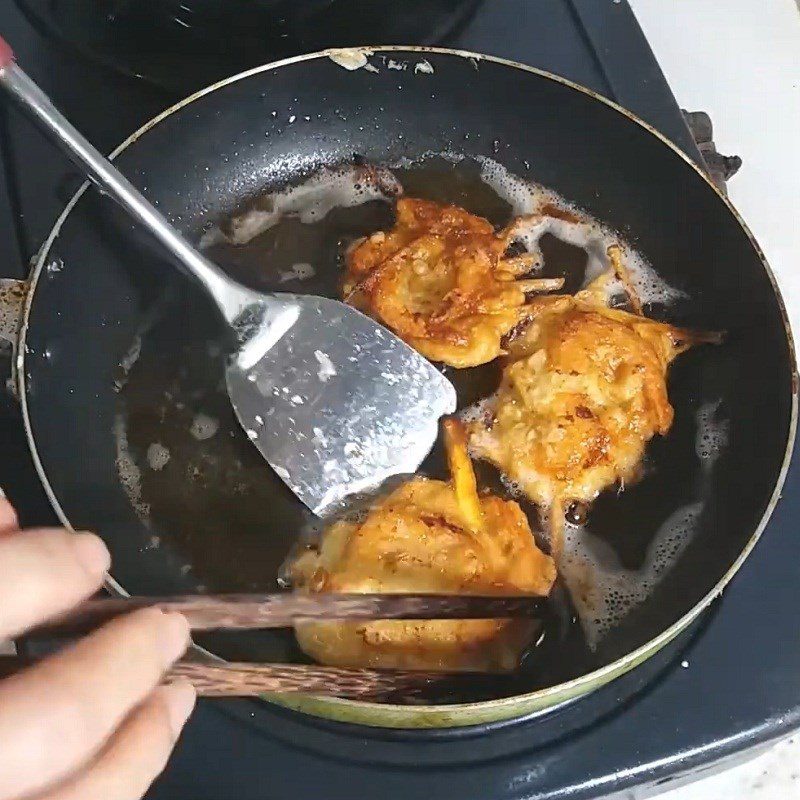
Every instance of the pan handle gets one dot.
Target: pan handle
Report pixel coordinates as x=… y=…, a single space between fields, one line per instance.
x=12 y=304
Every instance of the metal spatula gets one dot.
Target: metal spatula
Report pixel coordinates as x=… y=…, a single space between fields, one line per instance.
x=334 y=401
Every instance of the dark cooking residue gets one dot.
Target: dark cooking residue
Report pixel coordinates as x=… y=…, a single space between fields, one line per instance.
x=216 y=504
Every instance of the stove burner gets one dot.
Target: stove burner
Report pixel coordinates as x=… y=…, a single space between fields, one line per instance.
x=182 y=45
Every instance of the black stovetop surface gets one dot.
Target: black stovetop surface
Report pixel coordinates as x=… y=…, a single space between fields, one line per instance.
x=729 y=685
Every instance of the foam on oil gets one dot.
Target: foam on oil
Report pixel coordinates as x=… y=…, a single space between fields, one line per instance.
x=602 y=589
x=310 y=202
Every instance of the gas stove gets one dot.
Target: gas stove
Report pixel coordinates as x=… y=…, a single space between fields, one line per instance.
x=729 y=685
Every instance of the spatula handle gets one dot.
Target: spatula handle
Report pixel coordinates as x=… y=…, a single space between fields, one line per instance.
x=113 y=183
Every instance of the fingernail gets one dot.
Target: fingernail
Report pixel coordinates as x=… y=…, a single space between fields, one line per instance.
x=175 y=637
x=92 y=553
x=179 y=698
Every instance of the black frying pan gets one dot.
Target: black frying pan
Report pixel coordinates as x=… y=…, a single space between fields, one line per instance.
x=216 y=517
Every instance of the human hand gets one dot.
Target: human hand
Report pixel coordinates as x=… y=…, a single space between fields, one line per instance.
x=91 y=722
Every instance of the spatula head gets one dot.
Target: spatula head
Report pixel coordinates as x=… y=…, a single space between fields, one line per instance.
x=334 y=401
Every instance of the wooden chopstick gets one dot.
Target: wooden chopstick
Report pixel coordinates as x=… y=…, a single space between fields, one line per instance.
x=282 y=610
x=249 y=680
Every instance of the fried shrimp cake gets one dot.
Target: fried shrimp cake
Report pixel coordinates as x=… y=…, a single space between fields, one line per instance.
x=440 y=280
x=585 y=389
x=427 y=536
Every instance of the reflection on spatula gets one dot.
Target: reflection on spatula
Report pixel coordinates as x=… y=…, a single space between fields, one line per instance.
x=334 y=401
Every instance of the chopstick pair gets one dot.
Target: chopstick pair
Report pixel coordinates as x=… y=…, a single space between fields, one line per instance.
x=242 y=612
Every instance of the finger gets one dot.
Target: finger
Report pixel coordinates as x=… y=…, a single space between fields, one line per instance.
x=138 y=751
x=46 y=571
x=57 y=715
x=8 y=517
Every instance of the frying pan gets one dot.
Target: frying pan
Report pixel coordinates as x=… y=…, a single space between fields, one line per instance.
x=214 y=517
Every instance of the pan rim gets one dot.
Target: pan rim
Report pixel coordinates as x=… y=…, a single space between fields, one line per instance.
x=458 y=714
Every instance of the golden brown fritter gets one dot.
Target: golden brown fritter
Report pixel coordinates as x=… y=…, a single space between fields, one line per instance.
x=440 y=281
x=427 y=536
x=584 y=391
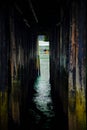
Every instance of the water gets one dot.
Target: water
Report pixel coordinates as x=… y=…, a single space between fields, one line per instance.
x=41 y=111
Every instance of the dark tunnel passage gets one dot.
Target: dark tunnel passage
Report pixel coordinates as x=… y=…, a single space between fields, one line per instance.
x=43 y=86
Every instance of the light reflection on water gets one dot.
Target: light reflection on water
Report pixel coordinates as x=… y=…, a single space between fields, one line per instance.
x=42 y=97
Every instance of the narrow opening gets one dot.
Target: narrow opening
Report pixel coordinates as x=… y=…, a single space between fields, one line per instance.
x=43 y=51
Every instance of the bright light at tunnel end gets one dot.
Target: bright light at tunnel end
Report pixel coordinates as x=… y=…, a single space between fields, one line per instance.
x=43 y=43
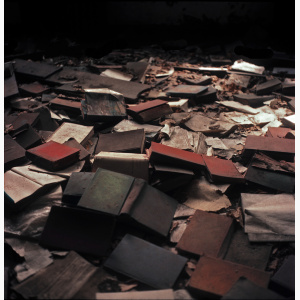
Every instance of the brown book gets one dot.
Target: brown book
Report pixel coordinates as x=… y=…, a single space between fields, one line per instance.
x=167 y=155
x=146 y=262
x=149 y=111
x=206 y=234
x=136 y=165
x=132 y=141
x=222 y=170
x=214 y=277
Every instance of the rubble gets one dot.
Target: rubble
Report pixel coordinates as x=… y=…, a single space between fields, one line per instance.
x=149 y=174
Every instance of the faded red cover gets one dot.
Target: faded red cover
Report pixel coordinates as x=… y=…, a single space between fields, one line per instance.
x=53 y=156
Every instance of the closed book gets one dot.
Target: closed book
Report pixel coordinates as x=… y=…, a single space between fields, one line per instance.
x=14 y=154
x=171 y=156
x=53 y=156
x=149 y=111
x=77 y=184
x=222 y=170
x=69 y=130
x=149 y=207
x=214 y=277
x=81 y=230
x=146 y=262
x=206 y=234
x=135 y=165
x=132 y=141
x=106 y=192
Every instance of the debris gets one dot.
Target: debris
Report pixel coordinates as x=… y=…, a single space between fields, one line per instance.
x=36 y=258
x=103 y=105
x=240 y=65
x=209 y=279
x=53 y=156
x=132 y=141
x=68 y=130
x=158 y=294
x=76 y=186
x=269 y=217
x=34 y=70
x=116 y=74
x=212 y=241
x=10 y=84
x=289 y=121
x=132 y=164
x=77 y=229
x=245 y=289
x=204 y=196
x=164 y=264
x=149 y=111
x=251 y=99
x=61 y=280
x=283 y=281
x=239 y=107
x=268 y=87
x=241 y=251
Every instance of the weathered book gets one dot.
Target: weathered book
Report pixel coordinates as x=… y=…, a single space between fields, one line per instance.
x=214 y=277
x=139 y=295
x=279 y=132
x=83 y=153
x=159 y=153
x=149 y=111
x=133 y=200
x=270 y=173
x=33 y=89
x=81 y=230
x=166 y=178
x=10 y=83
x=14 y=154
x=269 y=217
x=28 y=138
x=53 y=156
x=246 y=289
x=135 y=165
x=22 y=186
x=268 y=87
x=222 y=170
x=146 y=262
x=35 y=70
x=68 y=105
x=283 y=281
x=207 y=234
x=132 y=141
x=241 y=251
x=70 y=130
x=61 y=280
x=106 y=192
x=186 y=91
x=101 y=105
x=251 y=99
x=77 y=184
x=281 y=149
x=149 y=208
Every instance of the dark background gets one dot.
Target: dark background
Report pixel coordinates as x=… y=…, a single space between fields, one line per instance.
x=101 y=26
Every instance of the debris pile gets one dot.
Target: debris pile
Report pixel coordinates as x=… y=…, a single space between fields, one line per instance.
x=141 y=175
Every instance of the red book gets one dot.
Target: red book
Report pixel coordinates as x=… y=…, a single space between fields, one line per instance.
x=53 y=156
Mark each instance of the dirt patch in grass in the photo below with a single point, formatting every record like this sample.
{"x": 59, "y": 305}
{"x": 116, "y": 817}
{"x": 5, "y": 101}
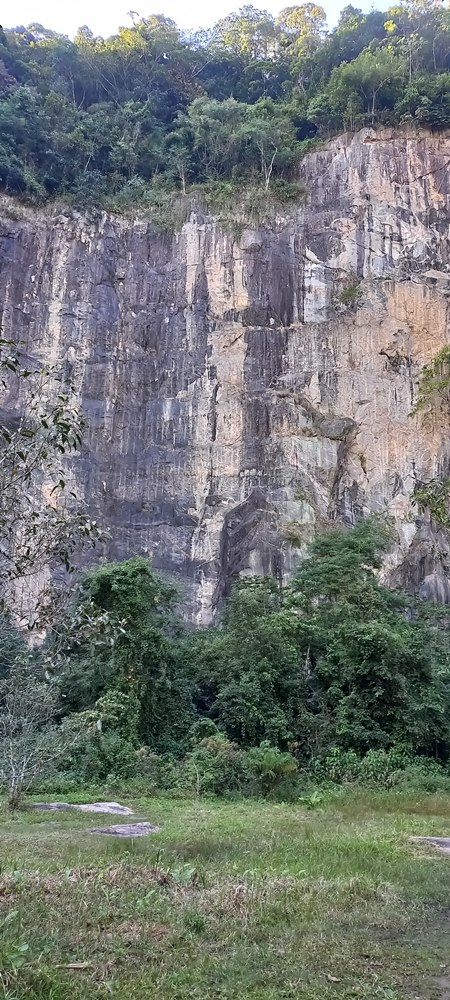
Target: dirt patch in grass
{"x": 251, "y": 900}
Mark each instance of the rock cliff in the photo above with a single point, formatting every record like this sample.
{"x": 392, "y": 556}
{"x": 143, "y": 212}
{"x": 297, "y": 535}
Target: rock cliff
{"x": 241, "y": 389}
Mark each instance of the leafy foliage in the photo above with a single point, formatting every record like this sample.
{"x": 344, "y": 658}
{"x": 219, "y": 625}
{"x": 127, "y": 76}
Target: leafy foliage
{"x": 42, "y": 520}
{"x": 118, "y": 635}
{"x": 129, "y": 119}
{"x": 332, "y": 660}
{"x": 30, "y": 742}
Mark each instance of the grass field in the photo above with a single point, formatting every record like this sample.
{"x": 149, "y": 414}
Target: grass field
{"x": 230, "y": 900}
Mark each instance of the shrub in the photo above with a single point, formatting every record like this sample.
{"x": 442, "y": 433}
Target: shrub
{"x": 269, "y": 767}
{"x": 216, "y": 765}
{"x": 339, "y": 766}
※
» **Given exercise**:
Rewrite the listing from the line containing "Mark each instance of the leafy" through the end of the listing, inclusive, replacing "shrub" with "bush" and leaving everything else unchanged.

» **Exercise response**:
Mark each instance of the leafy foliage in the photo above with a single point, formatting every record like this sample.
{"x": 344, "y": 658}
{"x": 219, "y": 625}
{"x": 127, "y": 76}
Target: leafy foliage
{"x": 42, "y": 520}
{"x": 118, "y": 635}
{"x": 129, "y": 119}
{"x": 332, "y": 660}
{"x": 30, "y": 742}
Mark each instance of the grass field in the photo above with a single point, formatting every record like this sample.
{"x": 149, "y": 414}
Target: grass field
{"x": 230, "y": 900}
Mark each instance of the bush in the photo above with a single point, formatting every record like this sample.
{"x": 442, "y": 433}
Target: bush
{"x": 269, "y": 767}
{"x": 216, "y": 765}
{"x": 339, "y": 766}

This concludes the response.